Objectif A » Recopiez mot pour mot, dans le texte sur Athènes pendant la Révolution, le passage qui s'ouvre sur les mots contenant « La révolution a » et se clôt sur « l’époque, sont révélatrices. ».

B. Athènes lors de la Révolution « Une ville entière en ruine »

La révolution a été proclamée à Athènes le 25 avril 1821. Elle dure jusqu’en 1830, date à laquelle le protocole de Londres est signé et reconnaît que la Grèce est indépendante. Athènes change trois fois49 d’administration lors de cette période ; Les Grecs et les Ottomans détiennent tour à tour la ville. Les perdants, à chaque fois, sont isolés sur l’Acropole et beaucoup d’Athéniens se sauvent dans les îles du Golfe Saronique. En 1830, Athènes est en ruine. Les descriptions de la ville de cette période, obtenues grâce à des voyageurs et des écrivains de l’époque, sont révélatrices.

Objectif B » Relevez chaque ligne de la liste où figure le mot « jacket », et recopiez-la.

Lignes du jeu de données
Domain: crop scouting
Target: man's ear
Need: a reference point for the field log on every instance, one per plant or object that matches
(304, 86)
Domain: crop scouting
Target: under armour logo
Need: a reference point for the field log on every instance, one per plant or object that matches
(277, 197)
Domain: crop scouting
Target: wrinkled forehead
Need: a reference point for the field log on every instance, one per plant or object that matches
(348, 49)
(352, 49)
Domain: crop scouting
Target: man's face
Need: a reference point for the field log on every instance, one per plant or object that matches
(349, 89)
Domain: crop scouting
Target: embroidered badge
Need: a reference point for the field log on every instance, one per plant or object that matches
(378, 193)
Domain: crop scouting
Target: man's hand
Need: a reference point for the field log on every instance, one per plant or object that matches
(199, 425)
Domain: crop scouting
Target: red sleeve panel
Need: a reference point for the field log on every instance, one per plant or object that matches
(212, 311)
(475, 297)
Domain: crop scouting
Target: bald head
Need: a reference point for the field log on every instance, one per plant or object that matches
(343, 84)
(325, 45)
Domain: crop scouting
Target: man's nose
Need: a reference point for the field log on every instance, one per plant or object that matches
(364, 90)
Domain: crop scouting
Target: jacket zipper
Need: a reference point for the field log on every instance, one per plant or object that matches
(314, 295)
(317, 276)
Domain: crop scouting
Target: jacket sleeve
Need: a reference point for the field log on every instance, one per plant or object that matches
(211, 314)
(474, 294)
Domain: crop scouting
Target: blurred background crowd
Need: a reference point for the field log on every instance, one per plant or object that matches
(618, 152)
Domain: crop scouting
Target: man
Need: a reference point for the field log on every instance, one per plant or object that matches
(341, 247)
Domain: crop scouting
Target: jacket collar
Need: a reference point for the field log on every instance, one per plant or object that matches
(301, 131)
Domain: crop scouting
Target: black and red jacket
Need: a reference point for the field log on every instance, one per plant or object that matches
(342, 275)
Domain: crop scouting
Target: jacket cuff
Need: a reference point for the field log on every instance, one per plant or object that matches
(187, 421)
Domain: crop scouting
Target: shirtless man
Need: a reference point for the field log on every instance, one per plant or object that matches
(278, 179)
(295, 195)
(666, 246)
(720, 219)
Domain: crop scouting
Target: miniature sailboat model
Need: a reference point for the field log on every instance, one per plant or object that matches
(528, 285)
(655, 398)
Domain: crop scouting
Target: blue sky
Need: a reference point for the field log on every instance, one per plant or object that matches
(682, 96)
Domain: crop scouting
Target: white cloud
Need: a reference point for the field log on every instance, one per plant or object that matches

Solution rédigée A »
La révolution a été proclamée à Athènes le 25 avril 1821. Elle dure jusqu’en 1830, date à laquelle le protocole de Londres est signé et reconnaît que la Grèce est indépendante. Athènes change trois fois49 d’administration lors de cette période ; Les Grecs et les Ottomans détiennent tour à tour la ville. Les perdants, à chaque fois, sont isolés sur l’Acropole et beaucoup d’Athéniens se sauvent dans les îles du Golfe Saronique. En 1830, Athènes est en ruine. Les descriptions de la ville de cette période, obtenues grâce à des voyageurs et des écrivains de l’époque, sont révélatrices.

Solution rédigée B »
Target: jacket zipper
Target: jacket sleeve
Target: jacket collar
Target: black and red jacket
Target: jacket cuff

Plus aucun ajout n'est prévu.